Position annotation records
┄┄┄┄┄┄┄┄┄┄

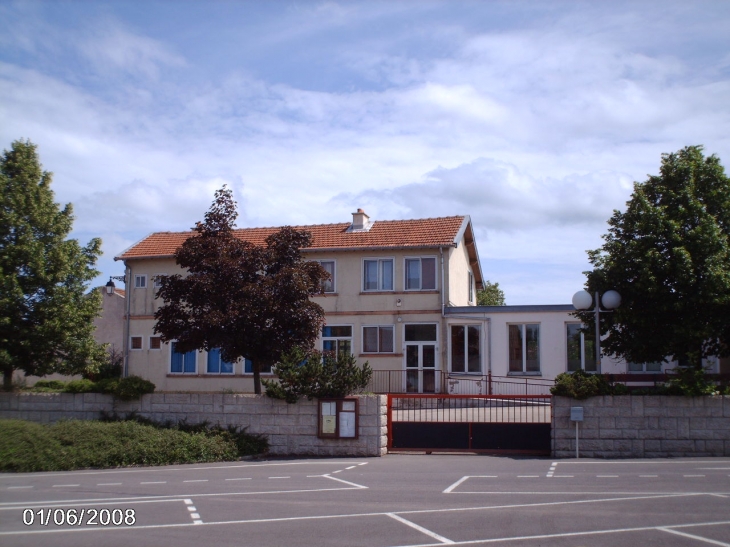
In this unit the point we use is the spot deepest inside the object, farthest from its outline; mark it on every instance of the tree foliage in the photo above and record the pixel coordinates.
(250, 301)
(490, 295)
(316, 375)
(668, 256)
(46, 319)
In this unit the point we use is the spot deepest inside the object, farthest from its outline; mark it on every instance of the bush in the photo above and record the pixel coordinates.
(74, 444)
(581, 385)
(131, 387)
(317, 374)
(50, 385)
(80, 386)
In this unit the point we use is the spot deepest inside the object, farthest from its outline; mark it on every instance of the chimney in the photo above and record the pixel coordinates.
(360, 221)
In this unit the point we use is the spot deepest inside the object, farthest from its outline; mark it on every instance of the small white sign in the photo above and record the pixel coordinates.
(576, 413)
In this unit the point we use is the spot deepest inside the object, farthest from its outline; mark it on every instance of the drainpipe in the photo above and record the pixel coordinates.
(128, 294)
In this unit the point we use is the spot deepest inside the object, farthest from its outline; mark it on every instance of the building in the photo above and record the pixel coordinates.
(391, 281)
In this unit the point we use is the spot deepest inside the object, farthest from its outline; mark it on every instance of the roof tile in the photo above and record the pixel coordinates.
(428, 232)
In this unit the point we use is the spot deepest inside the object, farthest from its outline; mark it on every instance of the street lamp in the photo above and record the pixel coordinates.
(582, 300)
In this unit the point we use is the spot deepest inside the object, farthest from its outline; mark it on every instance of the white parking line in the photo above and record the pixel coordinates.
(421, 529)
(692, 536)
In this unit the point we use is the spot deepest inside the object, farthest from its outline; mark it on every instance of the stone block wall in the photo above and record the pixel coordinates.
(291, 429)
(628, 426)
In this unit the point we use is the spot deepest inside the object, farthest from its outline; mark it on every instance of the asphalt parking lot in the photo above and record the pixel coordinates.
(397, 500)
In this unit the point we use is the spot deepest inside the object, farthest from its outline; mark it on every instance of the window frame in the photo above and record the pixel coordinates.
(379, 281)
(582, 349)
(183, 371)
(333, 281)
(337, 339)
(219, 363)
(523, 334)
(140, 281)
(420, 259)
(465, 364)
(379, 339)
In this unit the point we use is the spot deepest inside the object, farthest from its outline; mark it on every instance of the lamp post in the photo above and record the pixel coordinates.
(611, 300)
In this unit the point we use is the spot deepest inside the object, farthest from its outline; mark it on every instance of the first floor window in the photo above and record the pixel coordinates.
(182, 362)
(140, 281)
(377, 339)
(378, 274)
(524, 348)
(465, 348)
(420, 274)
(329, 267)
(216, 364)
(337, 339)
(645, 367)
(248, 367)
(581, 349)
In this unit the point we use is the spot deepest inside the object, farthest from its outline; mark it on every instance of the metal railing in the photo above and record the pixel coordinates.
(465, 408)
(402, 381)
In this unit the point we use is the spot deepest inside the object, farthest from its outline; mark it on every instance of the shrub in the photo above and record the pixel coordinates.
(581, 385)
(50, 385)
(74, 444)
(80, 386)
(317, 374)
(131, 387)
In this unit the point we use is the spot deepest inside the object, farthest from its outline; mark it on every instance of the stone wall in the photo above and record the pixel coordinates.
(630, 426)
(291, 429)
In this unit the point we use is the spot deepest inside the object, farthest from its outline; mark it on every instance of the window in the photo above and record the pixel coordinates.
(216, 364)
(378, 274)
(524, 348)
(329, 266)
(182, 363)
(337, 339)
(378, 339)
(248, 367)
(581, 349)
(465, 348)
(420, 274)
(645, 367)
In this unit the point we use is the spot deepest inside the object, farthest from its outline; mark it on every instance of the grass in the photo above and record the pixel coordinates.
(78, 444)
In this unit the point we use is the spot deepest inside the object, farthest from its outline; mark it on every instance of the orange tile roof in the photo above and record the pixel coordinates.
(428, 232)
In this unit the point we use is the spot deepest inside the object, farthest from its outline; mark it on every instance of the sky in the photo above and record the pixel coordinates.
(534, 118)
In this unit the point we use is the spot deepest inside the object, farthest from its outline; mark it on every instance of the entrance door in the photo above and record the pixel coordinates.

┄┄┄┄┄┄┄┄┄┄

* [What to do]: Format all of the rows above as a numbered list, one entry per line, with blank lines left out. Do not include the pictures in your answer.

* [Finished answer]:
1. In this unit the point we use is the spot deepest inside the object, farthest from its outline; mark it on every instance of the tree foliage in the photo above and record the pixel coordinates.
2. (250, 301)
3. (490, 295)
4. (316, 375)
5. (668, 256)
6. (46, 319)
7. In this unit the point we use is the spot deepest inside the object, farthest from its outline; mark it on every instance of the bush in the photo above and record the pixel coordinates.
8. (74, 444)
9. (581, 385)
10. (131, 387)
11. (317, 374)
12. (50, 385)
13. (80, 386)
14. In this unit the point we use is the spot deepest inside the object, farthest from its outline; mark it on every instance of the chimney in the photo above and record the pixel coordinates.
15. (360, 221)
16. In this unit the point we use is the spot deepest inside the object, farthest from its outline; mark it on every instance of the small white sign in the photo above and record the pixel coordinates.
17. (576, 413)
18. In this unit the point we use is the spot deepest inside the object, farthest from its outline; mark it on every instance of the drainpipe in the photo above and record the pixel coordinates.
19. (128, 294)
20. In this unit the point we use is the spot deepest inside the object, farthest from its outline; mark it on every instance of the building in the photo above and record the pixel coordinates.
21. (391, 281)
22. In this unit the point we use is the spot deepest inside the object, farthest from its outline; mark it on every instance of the roof tile in the photo above and record the pixel coordinates.
23. (428, 232)
24. In this unit the point we use is the spot deepest inside the object, farthest from its outline; mark it on every instance of the street lamp in the photo above and record the pixel coordinates.
25. (582, 300)
26. In this unit the point we use is the spot deepest inside the object, farthest from its outline; mark it on every instance of the white parking line in the photo above and record the pixel coordinates.
27. (421, 529)
28. (692, 536)
29. In this unit the point we use is the spot deepest inside the object, farthest from its outline; mark it on every instance of the stone block wall in the photo above and record the pixel coordinates.
30. (291, 429)
31. (628, 426)
32. In this unit the point we use is the spot deepest inside the object, farthest from its outline; mark it on every instance of the asphalt parking lot in the photo above and record the pixel coordinates.
33. (397, 500)
34. In this unit the point we use is the spot deepest inside the object, farthest from its outline; mark it on every instance of the window frame in the photo above and record the pixel coordinates.
35. (379, 281)
36. (582, 349)
37. (183, 371)
38. (333, 281)
39. (337, 339)
40. (219, 363)
41. (523, 334)
42. (140, 281)
43. (420, 259)
44. (465, 364)
45. (379, 339)
46. In this unit the point we use is the spot deepest inside the object, farthest from its outline; mark it on every instance of the lamp post in the photo above and record the pixel coordinates.
47. (611, 300)
48. In this unit the point we use is the spot deepest inside the object, farthest from its outline; mark it on every instance of the first floor window in the photo above and record the pixel coordinates.
49. (182, 362)
50. (140, 281)
51. (377, 339)
52. (378, 274)
53. (524, 348)
54. (465, 348)
55. (420, 274)
56. (329, 267)
57. (216, 364)
58. (337, 339)
59. (645, 367)
60. (248, 367)
61. (581, 349)
62. In this unit the point we use is the spot deepest inside the object, farthest from its outline; mark it on every instance of the metal railing in the photo above and record the pixel coordinates.
63. (465, 408)
64. (402, 381)
65. In this unit the point we use is the spot deepest inside the object, farthest from its outline; mark it on every instance of the shrub in the photo above and record the pixel coordinates.
66. (581, 385)
67. (50, 385)
68. (74, 444)
69. (80, 386)
70. (317, 374)
71. (131, 387)
72. In this unit the point we use is the spot deepest inside the object, farthest from its outline; mark it on every instance of the stone wall in the photo above and record the pixel coordinates.
73. (630, 426)
74. (291, 429)
75. In this unit the point we use is the spot deepest inside the object, farthest from its outline; mark it on every instance of the window in the photo above and record the pixel coordinates.
76. (216, 364)
77. (378, 274)
78. (524, 348)
79. (329, 266)
80. (182, 363)
81. (337, 339)
82. (378, 339)
83. (248, 367)
84. (581, 349)
85. (465, 348)
86. (420, 274)
87. (645, 367)
88. In this unit the point we use is the spot deepest inside the object, farthest from its outline; mark it on every instance of the grass in the photo above and record the pixel coordinates.
89. (78, 444)
90. In this unit the point we use is the spot deepest inside the object, farthest from its outline; mark it on every instance of the orange tile roof in the photo above and record the pixel coordinates.
91. (428, 232)
92. In this unit the point we use is the spot deepest inside the object, farthest from its outline; mark it on every instance of the sky in the photo above and record the pixel coordinates.
93. (534, 118)
94. In this unit the point we use is the spot deepest inside the object, farthest from its outline; mark it on every instance of the entrance door in the photo above and record the pixel coordinates.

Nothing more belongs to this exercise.